[SOAL]:
Tuliskan kembali bagian teks pendakian Gunung Wilis di bawah ini, mulai dari "MENDAKI GUNUNG WILIS" sampai dengan "Tulungagung.", tanpa mengubah satu kata pun.

[TEKS HASIL EKSTRAKSI]:

^^^^

MENDAKI GUNUNG WILIS MENYONGSONG
PAGI DI PUNCAK LIMAS ( 2300 MDPL )
Ribuan kali aku menatapnya, semenjak kecil kala berangkat
kesekolah sampai kini saat berangkat bekerja. Gunung di sebelah barat rumahku itu
tidak pernah usang untuk di pandang.
Keelokan tiga puncaknya begitu menawan mengiringi perjalanan peradapan di enam
kabupaten di sekelilingnya. Mungkin karena itulah aku begitu menyukai mendaki
gunung. Ibarat kata pepatah dari mata turun ke hati. Jatuh cinta pada mendaki
gunung karena terlalu sering menatap keindahan Gunung Wilis. Gunung Wilis memiliki
tiga puncak utama yaitu Puncak Wilis, Liman dan Limas. Gunung Wilis terletak di
enam kabupaten di Jawa Timur yaitu Kabupaten Kediri, Kabupaten Nganjuk,
Kabupaten Madiun, Kabupaten Ponorogo, Kabupaten Trenggalek dan Kabupaten
Tulungagung.
Pada hari ini adalah kesempatan untuk berjumpa, mengenal
lebih dekat dengan gunung yang memberi inspirasi. Mendaki gunung di halaman
rumahku. Teristimewa pula pada hari ini adalah bertepatan dengan HUT
Kemerdekaan RI, Hari ini ribuan pendaki mendaki puncak-puncak tertinggi
Indonesia untuk mengibarkan dengan bebas dan lepas sang saka merah putih. Ibu
pertiwi Indonesia raya yang menakjubkan ini.
Semalaman kami sibuk mempersiapkan peralatan dan logistic,
perbekalan mendaki kami kemas dalam dua tas ransel carier dan dua backpack.

^^^^

[DATA SUMBER]:

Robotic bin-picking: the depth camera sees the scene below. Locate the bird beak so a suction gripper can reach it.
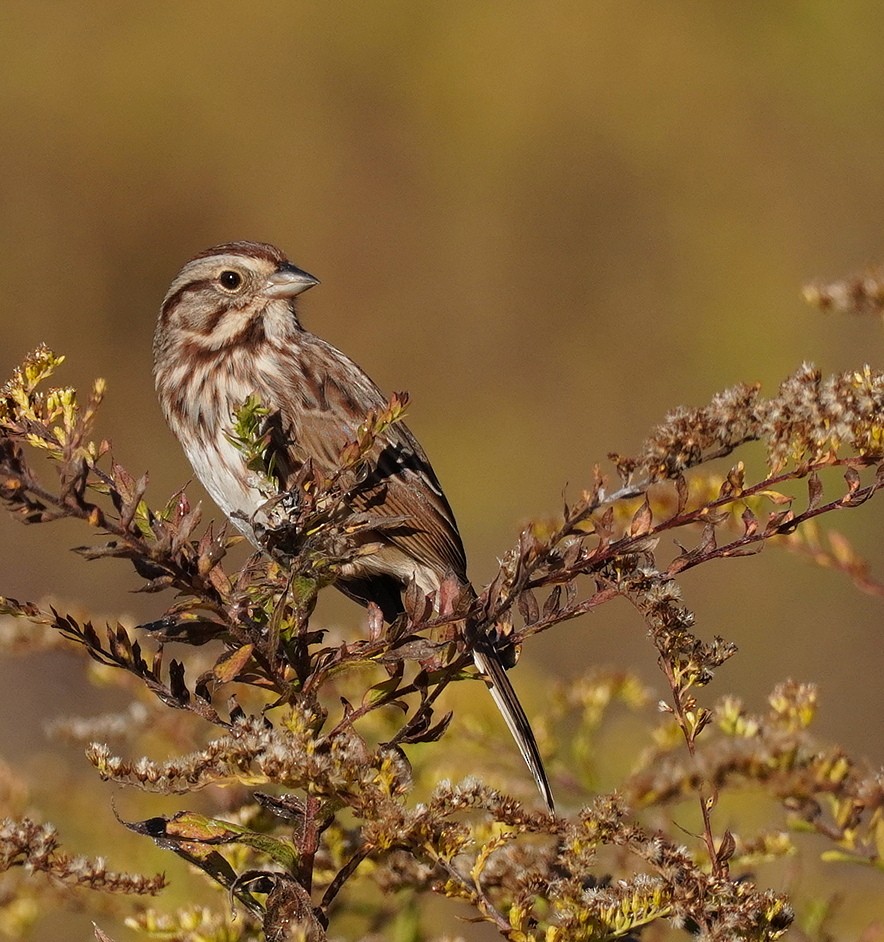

^^^^

[JAWABAN SOAL]:
MENDAKI GUNUNG WILIS MENYONGSONG
PAGI DI PUNCAK LIMAS ( 2300 MDPL )
Ribuan kali aku menatapnya, semenjak kecil kala berangkat
kesekolah sampai kini saat berangkat bekerja. Gunung di sebelah barat rumahku itu
tidak pernah usang untuk di pandang.
Keelokan tiga puncaknya begitu menawan mengiringi perjalanan peradapan di enam
kabupaten di sekelilingnya. Mungkin karena itulah aku begitu menyukai mendaki
gunung. Ibarat kata pepatah dari mata turun ke hati. Jatuh cinta pada mendaki
gunung karena terlalu sering menatap keindahan Gunung Wilis. Gunung Wilis memiliki
tiga puncak utama yaitu Puncak Wilis, Liman dan Limas. Gunung Wilis terletak di
enam kabupaten di Jawa Timur yaitu Kabupaten Kediri, Kabupaten Nganjuk,
Kabupaten Madiun, Kabupaten Ponorogo, Kabupaten Trenggalek dan Kabupaten
Tulungagung.